**Extracted records**
>>>

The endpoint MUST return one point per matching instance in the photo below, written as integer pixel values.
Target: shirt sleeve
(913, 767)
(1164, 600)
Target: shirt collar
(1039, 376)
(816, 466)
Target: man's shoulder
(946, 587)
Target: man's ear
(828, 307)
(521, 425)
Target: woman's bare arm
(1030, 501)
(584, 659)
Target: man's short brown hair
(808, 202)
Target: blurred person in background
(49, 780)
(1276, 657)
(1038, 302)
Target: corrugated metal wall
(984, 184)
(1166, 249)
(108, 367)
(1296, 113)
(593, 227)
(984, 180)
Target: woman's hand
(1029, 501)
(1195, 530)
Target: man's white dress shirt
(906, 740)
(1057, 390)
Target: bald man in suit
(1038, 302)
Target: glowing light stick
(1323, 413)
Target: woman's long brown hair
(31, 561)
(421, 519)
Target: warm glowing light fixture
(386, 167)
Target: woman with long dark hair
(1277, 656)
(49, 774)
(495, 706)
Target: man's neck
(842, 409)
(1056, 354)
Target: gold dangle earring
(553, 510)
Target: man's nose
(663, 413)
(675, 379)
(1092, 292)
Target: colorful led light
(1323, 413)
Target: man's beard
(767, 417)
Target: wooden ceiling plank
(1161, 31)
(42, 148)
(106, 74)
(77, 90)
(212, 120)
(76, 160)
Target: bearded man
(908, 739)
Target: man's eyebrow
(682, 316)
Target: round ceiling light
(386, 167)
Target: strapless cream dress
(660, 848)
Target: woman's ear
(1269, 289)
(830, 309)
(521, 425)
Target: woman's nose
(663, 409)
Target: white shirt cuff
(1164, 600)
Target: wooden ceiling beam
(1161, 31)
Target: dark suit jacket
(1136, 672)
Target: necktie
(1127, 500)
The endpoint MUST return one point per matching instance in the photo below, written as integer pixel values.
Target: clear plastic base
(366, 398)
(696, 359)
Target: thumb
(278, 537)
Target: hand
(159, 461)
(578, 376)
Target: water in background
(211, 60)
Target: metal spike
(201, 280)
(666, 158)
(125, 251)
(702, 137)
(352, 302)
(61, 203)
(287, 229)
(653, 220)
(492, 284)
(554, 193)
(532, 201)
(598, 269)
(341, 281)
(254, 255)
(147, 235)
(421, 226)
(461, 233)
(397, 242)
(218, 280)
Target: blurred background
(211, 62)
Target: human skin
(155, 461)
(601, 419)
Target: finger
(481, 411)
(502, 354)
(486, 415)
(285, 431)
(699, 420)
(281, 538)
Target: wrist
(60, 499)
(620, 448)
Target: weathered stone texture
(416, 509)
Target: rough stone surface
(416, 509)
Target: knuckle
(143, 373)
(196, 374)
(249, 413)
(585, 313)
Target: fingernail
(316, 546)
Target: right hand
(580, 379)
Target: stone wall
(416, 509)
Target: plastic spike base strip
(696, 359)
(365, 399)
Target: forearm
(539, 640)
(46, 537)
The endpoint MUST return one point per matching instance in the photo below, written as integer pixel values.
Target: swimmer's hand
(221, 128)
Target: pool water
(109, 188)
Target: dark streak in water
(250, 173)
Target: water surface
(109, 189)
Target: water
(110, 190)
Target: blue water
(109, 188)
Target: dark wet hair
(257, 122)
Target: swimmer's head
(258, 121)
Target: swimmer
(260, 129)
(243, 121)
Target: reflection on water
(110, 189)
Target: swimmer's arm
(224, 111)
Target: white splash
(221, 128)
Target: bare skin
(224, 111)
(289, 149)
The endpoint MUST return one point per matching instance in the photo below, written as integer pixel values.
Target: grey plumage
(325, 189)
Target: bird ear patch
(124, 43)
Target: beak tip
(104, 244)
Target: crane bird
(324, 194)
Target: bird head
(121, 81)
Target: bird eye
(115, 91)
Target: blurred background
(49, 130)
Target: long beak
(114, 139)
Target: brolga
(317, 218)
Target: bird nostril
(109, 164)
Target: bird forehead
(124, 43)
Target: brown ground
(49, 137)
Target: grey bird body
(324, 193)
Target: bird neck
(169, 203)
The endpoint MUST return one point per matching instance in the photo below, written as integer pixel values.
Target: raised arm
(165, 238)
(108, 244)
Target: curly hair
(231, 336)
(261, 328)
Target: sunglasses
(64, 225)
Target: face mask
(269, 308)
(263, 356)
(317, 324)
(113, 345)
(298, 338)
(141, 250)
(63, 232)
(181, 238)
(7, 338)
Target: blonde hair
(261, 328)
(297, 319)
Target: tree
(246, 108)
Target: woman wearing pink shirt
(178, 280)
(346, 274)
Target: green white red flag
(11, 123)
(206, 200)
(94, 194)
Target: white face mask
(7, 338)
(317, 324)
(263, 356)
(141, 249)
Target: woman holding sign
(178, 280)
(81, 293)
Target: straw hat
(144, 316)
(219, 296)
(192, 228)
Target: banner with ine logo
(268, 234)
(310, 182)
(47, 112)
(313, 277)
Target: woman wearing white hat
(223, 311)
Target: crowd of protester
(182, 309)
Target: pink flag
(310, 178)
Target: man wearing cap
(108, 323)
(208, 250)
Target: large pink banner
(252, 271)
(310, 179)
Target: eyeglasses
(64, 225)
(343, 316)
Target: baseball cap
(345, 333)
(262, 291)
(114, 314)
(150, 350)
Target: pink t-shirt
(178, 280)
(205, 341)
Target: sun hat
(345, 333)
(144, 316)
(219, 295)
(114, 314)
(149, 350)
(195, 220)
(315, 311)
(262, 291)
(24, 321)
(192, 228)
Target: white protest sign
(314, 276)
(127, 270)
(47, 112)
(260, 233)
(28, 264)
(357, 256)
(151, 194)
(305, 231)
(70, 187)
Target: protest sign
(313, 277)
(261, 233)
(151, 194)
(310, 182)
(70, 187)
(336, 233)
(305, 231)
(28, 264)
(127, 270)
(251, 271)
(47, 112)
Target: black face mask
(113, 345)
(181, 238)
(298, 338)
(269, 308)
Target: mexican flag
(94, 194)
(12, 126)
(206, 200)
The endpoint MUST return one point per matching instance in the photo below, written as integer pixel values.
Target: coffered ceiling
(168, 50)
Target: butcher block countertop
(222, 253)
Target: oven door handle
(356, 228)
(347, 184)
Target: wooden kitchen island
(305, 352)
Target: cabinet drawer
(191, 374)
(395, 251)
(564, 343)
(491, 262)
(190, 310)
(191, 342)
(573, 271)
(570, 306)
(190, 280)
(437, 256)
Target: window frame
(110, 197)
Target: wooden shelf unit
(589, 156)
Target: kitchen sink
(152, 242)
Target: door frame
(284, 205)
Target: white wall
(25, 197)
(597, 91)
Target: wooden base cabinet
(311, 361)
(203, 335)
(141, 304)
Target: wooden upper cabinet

<<<

**Task brief**
All of the lines above need to be given again exactly.

**Exercise output**
The endpoint MUST return one point per matching instance in the photo below, written as integer pixel values.
Target: shirt sleeve
(913, 767)
(1164, 600)
Target: shirt collar
(1039, 376)
(816, 466)
Target: man's shoulder
(946, 587)
Target: man's ear
(828, 307)
(521, 425)
Target: woman's bare arm
(1030, 501)
(584, 659)
Target: man's short brown hair
(808, 202)
Target: blurred person in background
(49, 780)
(1276, 657)
(1038, 302)
Target: corrugated metal wall
(984, 184)
(1166, 249)
(108, 367)
(1296, 113)
(593, 227)
(984, 180)
Target: woman's hand
(1029, 501)
(1195, 530)
Target: man's white dress shirt
(906, 740)
(1057, 390)
Target: bald man in suit
(1038, 302)
Target: glowing light stick
(1323, 413)
Target: woman's long brown hair
(31, 561)
(421, 519)
Target: warm glowing light fixture
(386, 167)
Target: woman with long dark hair
(1277, 656)
(49, 774)
(495, 706)
Target: man's neck
(842, 409)
(1056, 354)
Target: gold dangle earring
(553, 510)
Target: man's nose
(663, 413)
(675, 379)
(1092, 292)
Target: colorful led light
(1323, 413)
Target: man's beard
(767, 417)
Target: wooden ceiling plank
(1161, 31)
(42, 148)
(106, 74)
(77, 90)
(212, 120)
(76, 160)
Target: bearded man
(908, 739)
Target: man's eyebrow
(682, 316)
Target: round ceiling light
(386, 167)
Target: strapless cream dress
(660, 848)
Target: woman's ear
(1269, 289)
(830, 309)
(521, 425)
Target: woman's nose
(663, 409)
Target: white shirt cuff
(1164, 600)
Target: wooden ceiling beam
(1161, 31)
Target: dark suit jacket
(1136, 672)
Target: necktie
(1127, 500)
The endpoint MUST return one point per matching instance in the photo below, written as integer pixel values.
Target: clear plastic base
(366, 398)
(696, 359)
Target: thumb
(278, 537)
Target: hand
(159, 461)
(578, 376)
Target: water in background
(211, 60)
Target: metal spike
(201, 280)
(666, 158)
(125, 251)
(702, 137)
(352, 302)
(61, 203)
(287, 229)
(653, 220)
(492, 284)
(554, 193)
(532, 201)
(598, 269)
(341, 281)
(254, 255)
(147, 235)
(421, 226)
(461, 233)
(397, 242)
(218, 280)
Target: blurred background
(211, 62)
Target: human skin
(155, 461)
(601, 419)
Target: finger
(481, 411)
(502, 354)
(486, 415)
(285, 431)
(699, 420)
(281, 538)
Target: wrist
(60, 499)
(620, 448)
Target: weathered stone texture
(416, 509)
Target: rough stone surface
(416, 509)
Target: knuckle
(143, 373)
(196, 374)
(249, 413)
(585, 313)
Target: fingernail
(316, 546)
Target: right hand
(580, 379)
Target: stone wall
(416, 509)
Target: plastic spike base strip
(696, 359)
(365, 399)
Target: forearm
(539, 640)
(46, 537)
The endpoint MUST return one point per matching instance in the photo below, written as integer pixel values.
Target: swimmer's hand
(221, 128)
Target: pool water
(109, 188)
Target: dark streak in water
(250, 173)
Target: water surface
(109, 189)
Target: water
(110, 190)
Target: blue water
(109, 188)
Target: dark wet hair
(257, 122)
Target: swimmer's head
(258, 121)
Target: swimmer
(260, 129)
(243, 121)
Target: reflection on water
(110, 189)
Target: swimmer's arm
(224, 111)
Target: white splash
(221, 128)
Target: bare skin
(224, 111)
(289, 149)
The endpoint MUST return one point per matching instance in the photo below, written as integer pixel values.
Target: grey plumage
(325, 189)
Target: bird ear patch
(124, 43)
Target: beak tip
(104, 244)
Target: crane bird
(324, 194)
Target: bird head
(121, 81)
Target: bird eye
(115, 91)
Target: blurred background
(49, 130)
Target: long beak
(114, 139)
Target: brolga
(317, 218)
Target: bird nostril
(109, 164)
Target: bird forehead
(124, 43)
Target: brown ground
(49, 137)
Target: grey bird body
(324, 193)
Target: bird neck
(169, 203)
The endpoint MUST return one point per matching instance in the photo below, written as integer pixel values.
Target: raised arm
(165, 238)
(108, 244)
Target: curly hair
(231, 336)
(261, 328)
Target: sunglasses
(64, 225)
Target: face mask
(269, 308)
(263, 356)
(317, 324)
(113, 345)
(298, 338)
(141, 250)
(63, 232)
(181, 238)
(7, 338)
Target: blonde hair
(261, 328)
(297, 319)
Target: tree
(246, 108)
Target: woman wearing pink shirt
(178, 280)
(346, 274)
Target: green white red flag
(11, 123)
(206, 200)
(94, 194)
Target: white face mask
(7, 338)
(317, 324)
(263, 356)
(141, 249)
Target: woman holding sign
(178, 280)
(81, 293)
Target: straw hat
(144, 316)
(219, 296)
(192, 228)
Target: banner with ine logo
(268, 234)
(310, 182)
(47, 112)
(313, 277)
Target: woman wearing white hat
(223, 311)
Target: crowd of protester
(182, 309)
Target: pink flag
(310, 178)
Target: man wearing cap
(108, 323)
(208, 250)
Target: large pink banner
(252, 271)
(310, 179)
Target: eyeglasses
(64, 225)
(343, 316)
Target: baseball cap
(345, 333)
(262, 291)
(114, 314)
(150, 350)
Target: pink t-shirt
(178, 280)
(205, 341)
Target: sun hat
(345, 333)
(144, 316)
(219, 295)
(114, 314)
(149, 350)
(195, 220)
(315, 311)
(262, 291)
(24, 321)
(192, 228)
Target: white protest sign
(314, 276)
(127, 270)
(47, 112)
(260, 233)
(28, 264)
(357, 256)
(151, 194)
(305, 231)
(70, 187)
Target: protest sign
(313, 277)
(261, 233)
(151, 194)
(310, 182)
(70, 187)
(336, 233)
(305, 231)
(28, 264)
(127, 270)
(251, 271)
(47, 112)
Target: black face mask
(113, 345)
(181, 238)
(298, 338)
(269, 308)
Target: mexican flag
(94, 194)
(12, 126)
(206, 200)
The endpoint MUST return one point per matching instance in the photo below, written as integer pixel values.
Target: coffered ceiling
(168, 50)
Target: butcher block countertop
(222, 253)
Target: oven door handle
(356, 228)
(347, 184)
Target: wooden kitchen island
(305, 352)
Target: cabinet drawer
(191, 374)
(395, 251)
(564, 343)
(491, 262)
(190, 310)
(191, 342)
(573, 271)
(570, 306)
(190, 280)
(437, 256)
Target: window frame
(110, 197)
Target: wooden shelf unit
(589, 156)
Target: kitchen sink
(152, 242)
Target: door frame
(284, 205)
Target: white wall
(25, 197)
(597, 91)
Target: wooden base cabinet
(311, 361)
(203, 335)
(141, 304)
Target: wooden upper cabinet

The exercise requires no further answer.